Problem statement> What you return must be the lines of the data that hold the word "floral".

Data for processing>
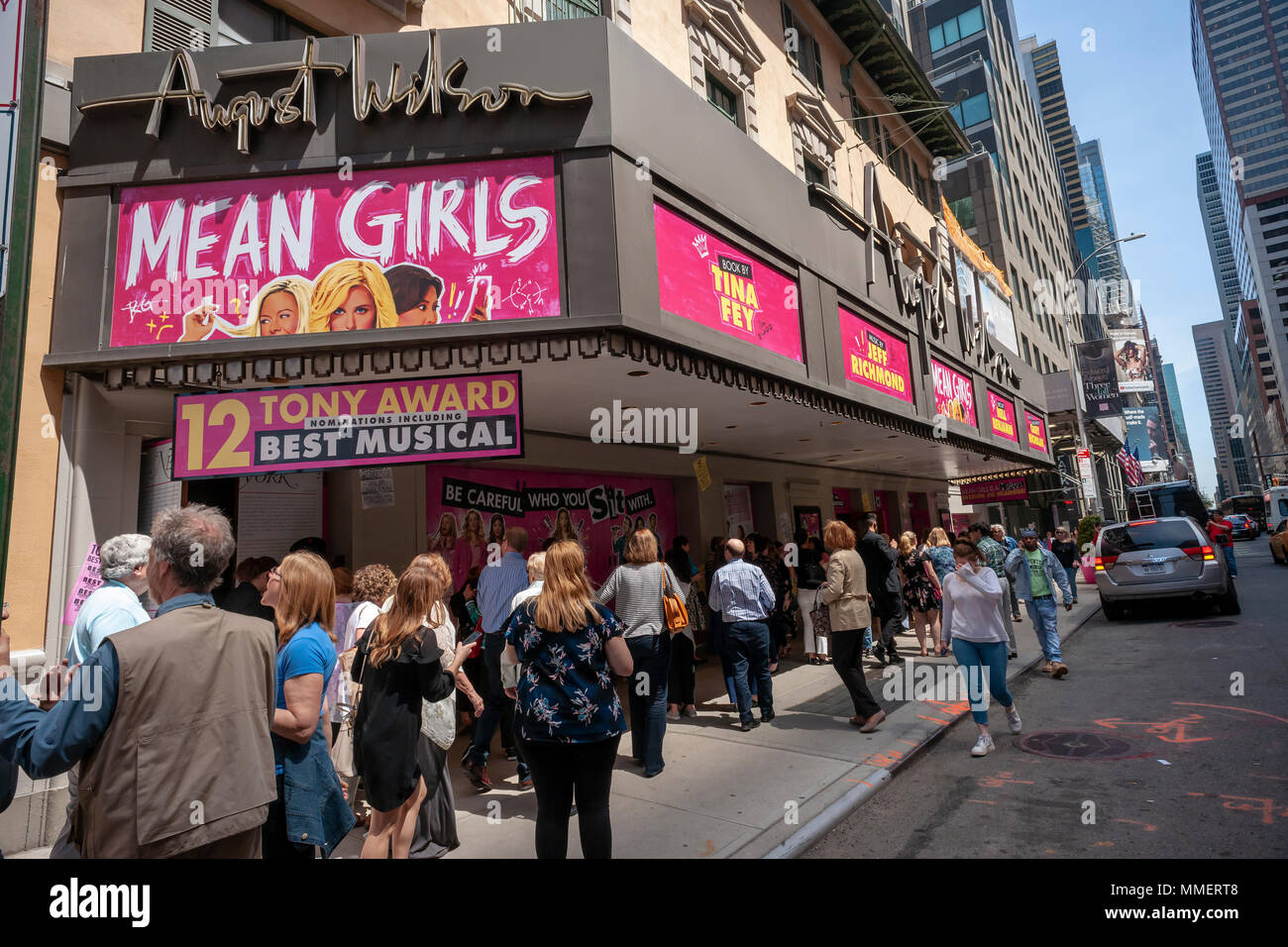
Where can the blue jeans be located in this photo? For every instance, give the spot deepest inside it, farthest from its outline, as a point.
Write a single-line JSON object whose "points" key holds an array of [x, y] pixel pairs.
{"points": [[652, 657], [747, 643], [1042, 615], [983, 663]]}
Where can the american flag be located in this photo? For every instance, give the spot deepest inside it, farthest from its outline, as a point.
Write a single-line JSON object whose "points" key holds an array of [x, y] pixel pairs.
{"points": [[1131, 467]]}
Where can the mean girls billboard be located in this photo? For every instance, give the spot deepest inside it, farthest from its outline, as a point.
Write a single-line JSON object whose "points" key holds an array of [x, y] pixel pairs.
{"points": [[339, 252]]}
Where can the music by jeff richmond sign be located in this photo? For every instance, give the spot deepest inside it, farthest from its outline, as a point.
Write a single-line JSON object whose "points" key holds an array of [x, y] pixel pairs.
{"points": [[321, 427], [707, 281]]}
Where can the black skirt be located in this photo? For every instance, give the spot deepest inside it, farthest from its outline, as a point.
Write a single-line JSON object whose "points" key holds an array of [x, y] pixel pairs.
{"points": [[386, 728]]}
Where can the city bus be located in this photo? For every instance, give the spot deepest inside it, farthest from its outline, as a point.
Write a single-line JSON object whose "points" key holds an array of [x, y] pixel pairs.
{"points": [[1250, 505]]}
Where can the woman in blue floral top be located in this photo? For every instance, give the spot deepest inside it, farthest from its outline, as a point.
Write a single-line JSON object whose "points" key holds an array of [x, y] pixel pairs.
{"points": [[570, 718]]}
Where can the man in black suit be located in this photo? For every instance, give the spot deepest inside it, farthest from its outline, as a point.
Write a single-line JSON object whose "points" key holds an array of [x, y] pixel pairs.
{"points": [[879, 560]]}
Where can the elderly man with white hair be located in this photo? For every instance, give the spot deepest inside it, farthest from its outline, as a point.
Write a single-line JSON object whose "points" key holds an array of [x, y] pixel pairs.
{"points": [[123, 561]]}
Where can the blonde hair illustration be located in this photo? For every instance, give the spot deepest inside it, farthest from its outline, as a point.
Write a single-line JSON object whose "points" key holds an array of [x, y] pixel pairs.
{"points": [[333, 287], [296, 286]]}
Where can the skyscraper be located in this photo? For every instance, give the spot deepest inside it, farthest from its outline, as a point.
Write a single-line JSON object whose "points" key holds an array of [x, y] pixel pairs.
{"points": [[1212, 347], [1012, 189], [1235, 53]]}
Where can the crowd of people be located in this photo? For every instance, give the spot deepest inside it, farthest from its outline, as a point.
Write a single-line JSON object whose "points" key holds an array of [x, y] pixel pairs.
{"points": [[374, 676]]}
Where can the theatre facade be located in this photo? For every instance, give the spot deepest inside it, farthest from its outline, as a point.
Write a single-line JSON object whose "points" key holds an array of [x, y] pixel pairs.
{"points": [[402, 290]]}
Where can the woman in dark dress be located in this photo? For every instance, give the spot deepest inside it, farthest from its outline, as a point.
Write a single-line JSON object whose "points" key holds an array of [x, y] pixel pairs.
{"points": [[399, 664]]}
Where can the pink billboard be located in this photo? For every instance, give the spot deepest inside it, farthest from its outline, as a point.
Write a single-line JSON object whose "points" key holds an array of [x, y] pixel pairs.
{"points": [[471, 508], [874, 359], [1001, 418], [320, 427], [1035, 428], [347, 250], [954, 393], [702, 278]]}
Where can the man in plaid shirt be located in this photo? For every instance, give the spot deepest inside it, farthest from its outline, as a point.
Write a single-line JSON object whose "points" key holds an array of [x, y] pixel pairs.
{"points": [[995, 556]]}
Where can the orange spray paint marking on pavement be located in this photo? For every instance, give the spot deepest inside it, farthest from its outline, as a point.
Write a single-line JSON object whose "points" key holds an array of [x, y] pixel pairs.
{"points": [[1167, 731]]}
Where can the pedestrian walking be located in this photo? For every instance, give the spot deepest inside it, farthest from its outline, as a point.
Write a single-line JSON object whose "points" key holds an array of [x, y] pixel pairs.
{"points": [[884, 585], [635, 590], [995, 557], [402, 664], [742, 595], [1065, 552], [310, 810], [845, 591], [570, 718], [180, 701], [973, 622], [1035, 574], [498, 582], [999, 535], [682, 686], [921, 595]]}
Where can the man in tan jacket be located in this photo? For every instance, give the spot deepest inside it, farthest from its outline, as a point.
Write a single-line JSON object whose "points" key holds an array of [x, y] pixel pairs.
{"points": [[168, 720]]}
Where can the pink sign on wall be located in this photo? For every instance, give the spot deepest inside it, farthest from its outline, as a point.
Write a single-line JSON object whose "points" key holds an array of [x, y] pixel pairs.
{"points": [[86, 583], [954, 393], [469, 508], [398, 247], [320, 427], [1035, 428], [703, 278], [875, 359], [1001, 418]]}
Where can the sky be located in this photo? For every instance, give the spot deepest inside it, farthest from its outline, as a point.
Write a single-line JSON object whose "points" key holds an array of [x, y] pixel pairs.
{"points": [[1134, 91]]}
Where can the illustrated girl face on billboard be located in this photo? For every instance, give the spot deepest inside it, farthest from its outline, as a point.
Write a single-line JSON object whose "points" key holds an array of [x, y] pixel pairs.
{"points": [[416, 294], [349, 295]]}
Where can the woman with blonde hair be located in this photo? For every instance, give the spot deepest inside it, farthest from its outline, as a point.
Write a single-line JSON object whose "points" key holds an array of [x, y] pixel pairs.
{"points": [[279, 308], [921, 594], [845, 591], [568, 715], [309, 809], [399, 664], [352, 294], [635, 589]]}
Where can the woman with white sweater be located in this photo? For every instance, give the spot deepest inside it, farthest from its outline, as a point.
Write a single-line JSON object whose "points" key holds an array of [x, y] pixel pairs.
{"points": [[971, 620]]}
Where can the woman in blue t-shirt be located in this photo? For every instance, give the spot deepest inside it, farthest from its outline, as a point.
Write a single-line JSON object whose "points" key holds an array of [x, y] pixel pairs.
{"points": [[309, 809], [570, 719]]}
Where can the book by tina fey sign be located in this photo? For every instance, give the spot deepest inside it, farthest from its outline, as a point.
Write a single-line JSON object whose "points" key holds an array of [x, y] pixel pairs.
{"points": [[320, 427]]}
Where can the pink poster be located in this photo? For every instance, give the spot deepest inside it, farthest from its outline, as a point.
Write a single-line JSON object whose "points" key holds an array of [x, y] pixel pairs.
{"points": [[86, 582], [320, 427], [954, 393], [874, 359], [471, 508], [317, 253], [702, 278], [1035, 431], [1001, 416]]}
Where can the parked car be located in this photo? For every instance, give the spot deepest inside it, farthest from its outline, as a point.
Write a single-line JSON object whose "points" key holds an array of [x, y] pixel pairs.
{"points": [[1279, 543], [1166, 557], [1243, 527]]}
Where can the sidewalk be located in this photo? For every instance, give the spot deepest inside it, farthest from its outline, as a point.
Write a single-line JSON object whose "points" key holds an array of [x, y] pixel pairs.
{"points": [[726, 793]]}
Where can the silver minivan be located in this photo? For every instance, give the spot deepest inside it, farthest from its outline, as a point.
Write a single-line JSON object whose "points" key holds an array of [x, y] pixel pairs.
{"points": [[1166, 557]]}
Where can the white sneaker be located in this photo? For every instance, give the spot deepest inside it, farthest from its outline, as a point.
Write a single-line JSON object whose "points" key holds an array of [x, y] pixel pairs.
{"points": [[983, 746], [1013, 716]]}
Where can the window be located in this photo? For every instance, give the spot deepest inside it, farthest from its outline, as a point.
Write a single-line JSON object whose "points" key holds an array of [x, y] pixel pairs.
{"points": [[201, 24], [724, 101], [814, 174], [806, 55], [956, 29]]}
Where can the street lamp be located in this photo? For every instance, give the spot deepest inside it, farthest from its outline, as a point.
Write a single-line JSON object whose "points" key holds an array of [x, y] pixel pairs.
{"points": [[1090, 505]]}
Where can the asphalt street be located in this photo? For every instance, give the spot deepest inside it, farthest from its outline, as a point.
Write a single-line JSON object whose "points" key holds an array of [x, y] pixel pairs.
{"points": [[1168, 738]]}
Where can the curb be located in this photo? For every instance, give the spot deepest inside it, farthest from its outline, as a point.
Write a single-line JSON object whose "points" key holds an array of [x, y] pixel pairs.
{"points": [[809, 834]]}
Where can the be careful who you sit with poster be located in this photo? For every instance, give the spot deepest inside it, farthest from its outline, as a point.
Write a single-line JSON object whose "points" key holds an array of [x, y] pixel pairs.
{"points": [[351, 294]]}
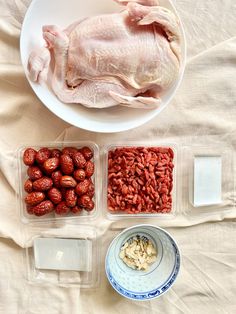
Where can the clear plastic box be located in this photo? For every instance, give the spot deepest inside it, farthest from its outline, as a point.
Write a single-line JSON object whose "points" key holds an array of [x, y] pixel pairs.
{"points": [[22, 176], [113, 215], [83, 278]]}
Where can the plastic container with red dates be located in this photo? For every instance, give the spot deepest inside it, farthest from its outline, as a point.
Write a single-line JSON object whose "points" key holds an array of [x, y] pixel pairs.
{"points": [[57, 181], [140, 180]]}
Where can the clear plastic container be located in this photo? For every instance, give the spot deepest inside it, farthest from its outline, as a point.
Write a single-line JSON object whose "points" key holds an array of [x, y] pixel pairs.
{"points": [[113, 215], [39, 270], [22, 177], [224, 155]]}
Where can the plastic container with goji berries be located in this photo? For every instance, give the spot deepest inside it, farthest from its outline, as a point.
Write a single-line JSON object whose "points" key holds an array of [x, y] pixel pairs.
{"points": [[67, 257], [140, 180], [26, 214]]}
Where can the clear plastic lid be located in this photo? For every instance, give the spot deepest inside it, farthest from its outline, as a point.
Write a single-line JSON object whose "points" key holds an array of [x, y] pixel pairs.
{"points": [[66, 257]]}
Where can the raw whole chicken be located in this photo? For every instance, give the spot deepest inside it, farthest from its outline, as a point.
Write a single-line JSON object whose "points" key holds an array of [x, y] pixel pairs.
{"points": [[129, 58]]}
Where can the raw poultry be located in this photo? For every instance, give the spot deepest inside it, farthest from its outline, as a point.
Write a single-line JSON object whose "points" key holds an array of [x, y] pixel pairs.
{"points": [[128, 58]]}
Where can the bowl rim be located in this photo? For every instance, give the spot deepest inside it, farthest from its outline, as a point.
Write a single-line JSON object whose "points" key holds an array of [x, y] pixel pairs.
{"points": [[101, 127], [152, 294]]}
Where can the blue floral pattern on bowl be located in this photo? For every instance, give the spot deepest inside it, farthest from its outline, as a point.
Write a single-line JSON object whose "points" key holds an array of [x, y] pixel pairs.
{"points": [[141, 285]]}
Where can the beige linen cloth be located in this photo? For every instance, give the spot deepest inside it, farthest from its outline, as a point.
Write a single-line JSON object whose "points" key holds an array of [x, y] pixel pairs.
{"points": [[203, 110]]}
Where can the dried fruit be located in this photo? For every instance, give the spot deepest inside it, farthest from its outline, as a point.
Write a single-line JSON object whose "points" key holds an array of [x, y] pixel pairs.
{"points": [[56, 153], [91, 190], [34, 198], [68, 182], [70, 198], [140, 179], [79, 175], [51, 164], [76, 209], [53, 172], [43, 208], [55, 195], [34, 173], [42, 184], [87, 152], [56, 178], [89, 169], [82, 187], [29, 156], [28, 186], [42, 155], [79, 160], [62, 208], [67, 166]]}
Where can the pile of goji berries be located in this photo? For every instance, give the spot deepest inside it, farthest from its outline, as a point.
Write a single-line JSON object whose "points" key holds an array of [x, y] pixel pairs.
{"points": [[59, 180], [140, 180]]}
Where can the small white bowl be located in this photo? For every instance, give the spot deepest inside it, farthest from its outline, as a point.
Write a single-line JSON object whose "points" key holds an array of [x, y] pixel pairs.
{"points": [[143, 285]]}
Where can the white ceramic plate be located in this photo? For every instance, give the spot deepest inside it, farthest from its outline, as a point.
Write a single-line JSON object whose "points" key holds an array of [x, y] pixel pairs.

Reply to the task>
Where can the woman in blue floral top be located in this photo? For every instance, give the spot deepest inside it, farthest from its outline, as a point.
Where can the blue floral pattern on bowl be located in this photo? For every instance, give the spot deepest inside it, farthest from its outline, as a point.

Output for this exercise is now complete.